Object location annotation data
* * * * * * *
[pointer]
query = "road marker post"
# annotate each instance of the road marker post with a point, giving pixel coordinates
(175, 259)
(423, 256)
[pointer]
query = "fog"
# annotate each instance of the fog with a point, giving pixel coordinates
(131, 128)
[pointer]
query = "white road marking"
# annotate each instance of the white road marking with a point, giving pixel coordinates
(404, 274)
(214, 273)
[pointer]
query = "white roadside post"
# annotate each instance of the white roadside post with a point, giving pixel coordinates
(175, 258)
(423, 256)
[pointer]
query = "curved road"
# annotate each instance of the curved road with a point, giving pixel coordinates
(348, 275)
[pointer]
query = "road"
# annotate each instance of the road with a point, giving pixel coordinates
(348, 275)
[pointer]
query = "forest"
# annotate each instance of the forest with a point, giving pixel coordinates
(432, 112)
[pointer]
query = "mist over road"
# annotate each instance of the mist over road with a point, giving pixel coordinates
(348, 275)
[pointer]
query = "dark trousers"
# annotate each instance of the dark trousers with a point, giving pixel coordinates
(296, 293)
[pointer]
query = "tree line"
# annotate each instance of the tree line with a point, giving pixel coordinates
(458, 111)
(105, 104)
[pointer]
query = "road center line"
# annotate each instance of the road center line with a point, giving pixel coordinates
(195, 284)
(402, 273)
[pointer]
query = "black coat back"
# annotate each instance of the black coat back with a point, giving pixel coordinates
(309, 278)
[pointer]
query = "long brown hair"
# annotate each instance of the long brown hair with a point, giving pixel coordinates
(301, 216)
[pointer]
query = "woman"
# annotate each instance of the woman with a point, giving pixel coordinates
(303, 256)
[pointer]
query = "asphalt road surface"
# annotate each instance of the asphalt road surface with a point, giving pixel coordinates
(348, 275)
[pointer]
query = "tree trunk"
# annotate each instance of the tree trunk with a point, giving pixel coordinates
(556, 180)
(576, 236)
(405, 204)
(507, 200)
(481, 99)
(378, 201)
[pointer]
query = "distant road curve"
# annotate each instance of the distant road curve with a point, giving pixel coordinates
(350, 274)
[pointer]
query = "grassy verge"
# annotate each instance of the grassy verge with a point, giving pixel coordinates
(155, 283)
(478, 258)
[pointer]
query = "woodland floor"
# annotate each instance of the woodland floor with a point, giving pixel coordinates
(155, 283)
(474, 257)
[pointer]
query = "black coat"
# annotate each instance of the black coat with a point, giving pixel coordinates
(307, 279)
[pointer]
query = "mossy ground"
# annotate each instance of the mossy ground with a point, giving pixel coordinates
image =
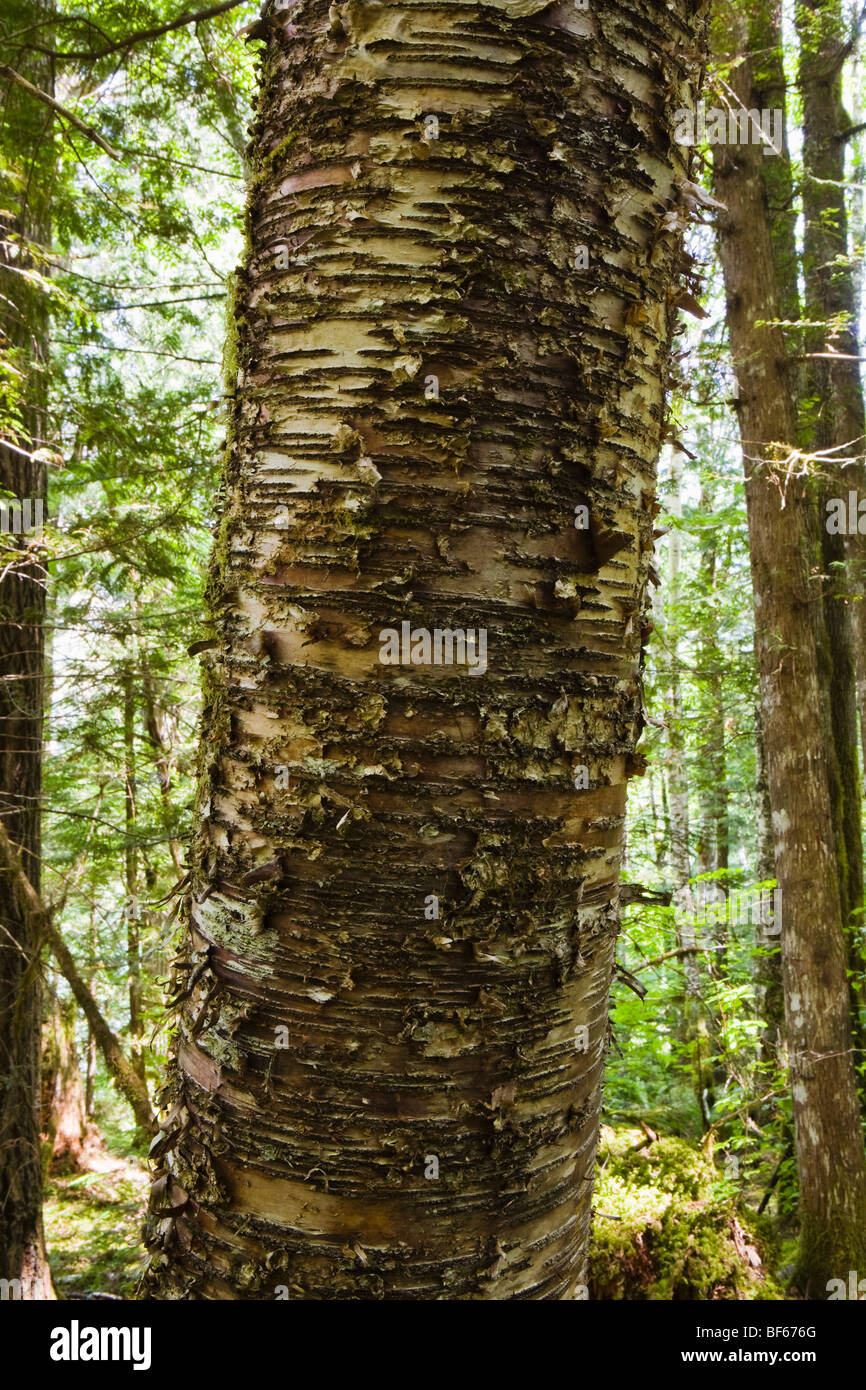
(667, 1229)
(93, 1229)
* * * * * * *
WHAT IS NEEDED
Go through the listing above and quote it exactly, apart from its images.

TASK RESULT
[pointer]
query = "road marker post"
# annotate each instance of the road marker post with a point, giving pixel coordinates
(175, 259)
(423, 256)
[pointer]
query = "fog"
# annotate each instance of the fog with a point, giving pixel coordinates
(131, 128)
[pointer]
query = "white road marking"
# annotate each instance of the white road marking with a point, giving pixel coordinates
(404, 274)
(214, 273)
[pointer]
query = "white roadside post"
# annotate each instance of the white roadside post with a point, giving pixel coordinates
(175, 258)
(423, 256)
[pointer]
query = "curved road"
# annotate each instance of the curved road with a point, giving pixel coordinates
(348, 275)
[pointer]
query = "road"
# annotate each instance of the road with a point, giving pixel coordinates
(348, 275)
[pointer]
query = "forest"
# annotate each instance of the forest with a point, giving pixel coordinates
(432, 112)
[pointer]
query = "mist over road"
# annotate each instance of the mist over road with a point, giving pixel coordinates
(348, 275)
[pointer]
query = "dark trousers"
# annotate each instance of the dark trousers with a point, giving pixel coordinates
(296, 293)
[pointer]
query = "tree line"
# annotate each instance of the tree line with a point, giving pixel coordinates
(458, 111)
(105, 104)
[pointer]
query = "road center line"
# annotate each instance of the road center line with a point, giving pixel coordinates
(195, 284)
(402, 273)
[pointer]
query = "black coat back"
# annotate each instance of the black coat back with a point, giving pixel coordinates
(309, 278)
[pointer]
query = "long brown hair"
# annotate each instance of the long brown hair with a point, giving pixel coordinates
(301, 216)
[pointer]
query = "woman"
# annotate each instance of the woman with a point, giving pixel coordinates
(303, 256)
[pointer]
query = "asphalt road surface"
# annotate each instance of the asphalt road surface with a point, giving pixel coordinates
(348, 275)
[pointer]
query = "tree trunk"
# annotate each instance of the tree trunk with a point, giving pixel coordinates
(556, 180)
(576, 236)
(405, 204)
(507, 200)
(481, 99)
(378, 201)
[pointer]
query = "distant road curve"
# annotate each instance of the distant road curve with a point, giving pixel coordinates
(350, 274)
[pointer]
query = "grassy verge"
# annotate each instance of the grassy verge with a point, giving pixel coordinates
(155, 283)
(478, 258)
[pointer]
query = "woodland floor"
# annotate each instance of the woodland floor with a point, giving pixel coordinates
(155, 283)
(474, 257)
[pointer]
query = "black coat"
# annotate each instance of the black coat with a point, giving pixel coordinates
(307, 279)
[pointer]
query = "mossy ground"
# annotate each instance of the mossy ground with a point, giving pixel coordinates
image =
(667, 1229)
(93, 1229)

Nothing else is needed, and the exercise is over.